WHAT THE TASK ASKS: Retype the listing found below exactly, but leave out each picture.

RECORD EXTRACTS:
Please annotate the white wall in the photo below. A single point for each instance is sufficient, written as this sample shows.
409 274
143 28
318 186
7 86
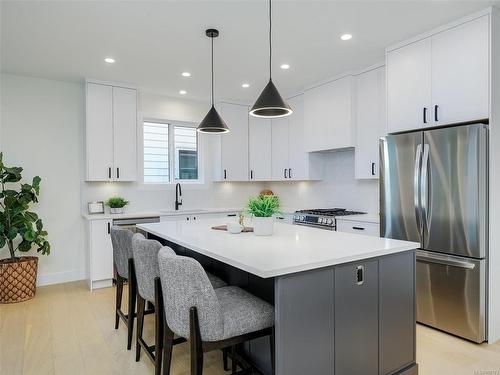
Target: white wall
42 123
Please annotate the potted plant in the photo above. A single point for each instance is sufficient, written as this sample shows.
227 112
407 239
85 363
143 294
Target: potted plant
116 204
21 230
263 208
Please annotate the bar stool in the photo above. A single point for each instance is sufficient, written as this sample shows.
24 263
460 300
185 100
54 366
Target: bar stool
149 290
209 318
121 240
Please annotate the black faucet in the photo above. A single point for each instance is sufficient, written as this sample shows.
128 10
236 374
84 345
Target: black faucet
178 194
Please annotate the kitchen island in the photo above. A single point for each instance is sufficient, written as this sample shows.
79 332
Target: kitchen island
344 303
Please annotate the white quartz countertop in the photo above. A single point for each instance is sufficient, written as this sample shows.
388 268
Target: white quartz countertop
366 218
291 249
160 212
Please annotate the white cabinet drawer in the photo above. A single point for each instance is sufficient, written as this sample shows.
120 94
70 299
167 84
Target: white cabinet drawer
359 227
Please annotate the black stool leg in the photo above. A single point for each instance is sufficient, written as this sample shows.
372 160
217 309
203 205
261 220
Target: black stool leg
158 326
140 326
119 295
132 291
195 343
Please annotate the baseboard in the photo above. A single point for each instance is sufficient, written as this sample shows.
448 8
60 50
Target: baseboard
60 277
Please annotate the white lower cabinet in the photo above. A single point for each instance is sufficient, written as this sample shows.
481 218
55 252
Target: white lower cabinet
358 227
100 254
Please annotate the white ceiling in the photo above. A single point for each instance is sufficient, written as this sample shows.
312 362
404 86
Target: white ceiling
153 42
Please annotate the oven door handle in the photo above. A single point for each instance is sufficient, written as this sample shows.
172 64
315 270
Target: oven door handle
444 260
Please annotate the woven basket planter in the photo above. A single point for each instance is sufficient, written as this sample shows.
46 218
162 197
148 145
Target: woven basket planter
18 279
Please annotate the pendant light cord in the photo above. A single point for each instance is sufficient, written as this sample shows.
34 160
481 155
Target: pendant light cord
270 41
212 71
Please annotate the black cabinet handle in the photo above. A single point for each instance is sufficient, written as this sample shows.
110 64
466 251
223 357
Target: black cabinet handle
360 275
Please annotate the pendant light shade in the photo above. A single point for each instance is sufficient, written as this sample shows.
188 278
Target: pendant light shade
212 122
270 103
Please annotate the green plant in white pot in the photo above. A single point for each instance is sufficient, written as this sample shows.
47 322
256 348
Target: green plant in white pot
116 204
263 208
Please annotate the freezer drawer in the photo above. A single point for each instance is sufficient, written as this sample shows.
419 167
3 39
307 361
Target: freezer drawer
451 294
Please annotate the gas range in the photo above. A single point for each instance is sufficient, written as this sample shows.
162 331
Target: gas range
321 218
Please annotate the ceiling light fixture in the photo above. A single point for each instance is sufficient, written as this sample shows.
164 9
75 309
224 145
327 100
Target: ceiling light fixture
212 122
270 103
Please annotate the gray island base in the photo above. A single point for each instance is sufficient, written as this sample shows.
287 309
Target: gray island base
350 318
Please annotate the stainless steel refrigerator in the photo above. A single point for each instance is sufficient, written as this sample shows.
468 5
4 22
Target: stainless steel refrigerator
434 190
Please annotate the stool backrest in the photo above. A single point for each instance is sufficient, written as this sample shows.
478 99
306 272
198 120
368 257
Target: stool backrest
121 239
146 264
185 284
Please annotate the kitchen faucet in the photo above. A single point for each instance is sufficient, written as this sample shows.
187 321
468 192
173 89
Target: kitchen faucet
178 195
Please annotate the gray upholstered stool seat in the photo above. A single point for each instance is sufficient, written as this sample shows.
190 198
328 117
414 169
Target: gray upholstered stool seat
243 312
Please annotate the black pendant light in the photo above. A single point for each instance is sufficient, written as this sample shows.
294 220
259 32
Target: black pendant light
212 122
270 103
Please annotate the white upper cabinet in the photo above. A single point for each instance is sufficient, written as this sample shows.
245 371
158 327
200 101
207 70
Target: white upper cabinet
99 132
460 73
281 147
370 121
441 79
234 145
259 149
328 116
125 133
111 133
409 86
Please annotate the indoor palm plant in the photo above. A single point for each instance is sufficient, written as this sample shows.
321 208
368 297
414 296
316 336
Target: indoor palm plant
263 208
20 230
116 204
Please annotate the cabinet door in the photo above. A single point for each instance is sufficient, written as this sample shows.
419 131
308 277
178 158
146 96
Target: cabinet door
99 132
234 145
125 134
259 149
328 116
409 86
356 318
370 121
297 154
280 148
460 73
101 250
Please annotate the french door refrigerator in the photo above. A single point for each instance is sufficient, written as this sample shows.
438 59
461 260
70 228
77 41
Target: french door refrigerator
434 190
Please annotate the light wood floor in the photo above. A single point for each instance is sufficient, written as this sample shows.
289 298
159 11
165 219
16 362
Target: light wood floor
68 330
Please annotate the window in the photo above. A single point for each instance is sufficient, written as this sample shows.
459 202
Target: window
170 153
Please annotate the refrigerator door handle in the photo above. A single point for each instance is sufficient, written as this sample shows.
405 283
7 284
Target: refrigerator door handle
424 189
444 260
416 178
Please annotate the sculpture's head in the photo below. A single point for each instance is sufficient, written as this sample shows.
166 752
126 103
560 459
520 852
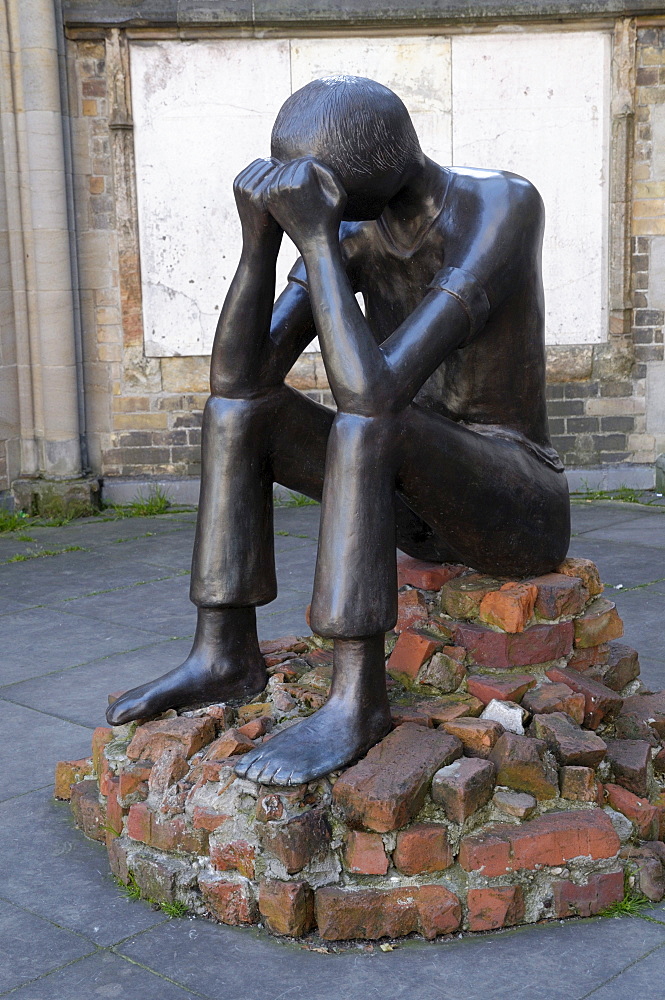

ANSWER BELOW:
Please annotate the white wall in the photo below. A single point for each instance is sufficient, written as this sample shows.
409 274
143 28
318 186
7 86
Target: white wall
42 123
Please annotate the potted plant in the photo above. A single point for each instance is sufficient, written as this sample shows.
227 112
407 239
85 363
143 294
Target: potted plant
116 204
21 230
263 208
Please annotate the bar stool in the photo above. A single point for each instance is sufficient, written as this sample shows.
24 263
460 300
185 100
54 366
Target: bar stool
149 290
209 318
121 240
Please annotate the black faucet in the photo above. A single point for each instance is sufficient, written as this sample shows.
128 10
236 374
84 345
Target: black faucet
178 194
Please annotate the kitchen island in the photo above. A single point for each instance is sufficient, written as this sample shows.
79 332
Target: kitchen island
344 303
Please annotate the white quartz countertop in the photo above. A single point for each instance is sufficient, written as this sample shows.
388 268
Target: white quartz countertop
366 218
291 249
160 212
Please annotate the white cabinet drawer in the photo above. A single point for each instance is sufficient, written as this sample shows.
120 94
70 299
167 84
Target: white cabinet drawer
359 227
Please annotate the black stool leg in the photo above. A single point for each instance is sufficient, written as this sample shows.
372 160
217 309
203 205
261 220
Target: black stool leg
158 326
140 326
119 295
132 291
195 343
Please annotate the baseboard in the photo above. A single point for each instance is sufficient, written as this sample shows.
448 8
60 50
Target: baseboard
60 277
Please annotate the white lower cabinet in the photo above. A single point for each instance is sufficient, written as this sample shows.
481 218
55 252
Target: white lower cabinet
358 227
100 254
Please annotate the white ceiling in the photo above. A single point for each instance is sufficient, written as this sample shows.
312 362
404 86
Target: white ceiling
153 42
Please annotate the oven door handle in the photo above. A single point for each instance is sufficient, written as this sample shows.
172 64
315 270
Target: oven door handle
444 260
Please annotate the woven basket planter in the photo above. A single point for each instance is sufficient, written as this sample shows.
46 218
162 197
148 145
Target: woven basket planter
18 279
Please annotate the pendant light cord in the photo above. A single point for each instance is sufficient, written as this sample shows.
34 160
481 155
Target: pendant light cord
270 41
212 71
Please annotate the black cabinet handle in the photo above. A single point for each instance is sufficient, written as this sample shows.
110 64
466 251
223 357
Target: black cabinet handle
360 275
Please annotate the pendant light shade in the photo above. A single point for each instance is sufficient, written as this sample shows.
188 278
Target: pendant light shade
212 122
270 103
Please annotate the green plant in white pot in the photo above. A single point for each instance is sufficient, written as this sample shows.
47 322
256 348
Target: green plant in white pot
116 204
263 208
Please annotate the freezer drawer in the photo above. A single point for each instance is sufficient, written as this sample shows.
419 167
3 39
307 361
Target: freezer drawer
451 294
Please annotate the gas range in the photo above. A single point for each instance is sufficient, written as this sample shows.
162 331
Target: gas range
321 218
Please annotate the ceiling light fixture in the photo above. A single point for each instance is sufficient, written as this sample shows.
164 9
75 309
224 145
327 100
Target: ceiling light fixture
212 122
270 103
Please annotate the gray island base in the photo above. A single point for each instance is sufficient, written as this sample shows.
287 309
Target: gray island base
350 318
Please annotate the stainless steel refrigerator in the photo above. A single point for each instance is sufficient, written as this sample shows.
468 5
4 22
Target: stainless steel refrigerator
434 190
Please annotate the stool backrest in the photo above. A single point for each instance is sufficient, written as this sample shows.
478 99
306 272
198 120
368 257
Target: stool backrest
121 239
146 264
185 284
Please annotate the kitchen faucet in the photo above. A single point for each instance is sufficient, written as this sample shows.
187 321
468 192
173 89
Target: kitchen faucet
178 195
Please annotate the gray upholstered stool seat in the photo above. A single point for each instance is sufficient, written as this sample shows.
190 198
328 117
414 169
Target: gray upholstered stool seat
243 312
Please annotate the black pendant light in the photo above. A single point for each instance is sufficient, written as this sample shows.
294 220
259 32
Target: black pendant light
212 122
270 103
Please annotate the white upper cabinet in the photo above. A single point for each instance is sufficient, written as this sample shows.
245 371
158 327
200 101
207 70
Target: white upper cabinet
99 132
460 73
281 147
370 121
441 79
234 145
259 149
328 116
125 133
111 133
409 86
Please annotate the indoor palm plant in the photo above. A single point for each instance is sufficient, written as this sample shows.
321 208
368 297
414 296
316 336
Target: indoor palm plant
263 208
20 230
116 204
Please annotate the cabinet door in the photo above. A single point for each instance is sufficient, written as this sample shows.
419 131
308 277
178 158
146 96
Target: cabinet door
99 132
234 145
125 134
259 149
328 116
409 86
356 318
370 121
297 154
280 148
460 73
101 250
Please annotate the french door refrigerator in the photo above. A single point for each instance is sufficient, written as this sample shows.
438 59
461 260
70 228
77 41
Target: french door refrigerator
434 190
Please annotate the light wood floor in the photo above. A single point for each instance is sufficient, written as this sample shows.
289 298
159 11
165 219
16 362
Target: light wood floor
68 330
Please annotate the window in the photo above. A single point for each instance is sufficient, written as this sample shows.
459 202
Target: window
170 153
Please annotate the refrigerator door handle in the photo above. A single point for each instance is sufficient, written as this sample shows.
405 283
7 284
Target: refrigerator door handle
424 189
444 260
416 178
Please annotate the sculpture's head in the photo below. A single point for each instance is sufficient, written as this sample shows.
166 752
126 103
560 459
520 852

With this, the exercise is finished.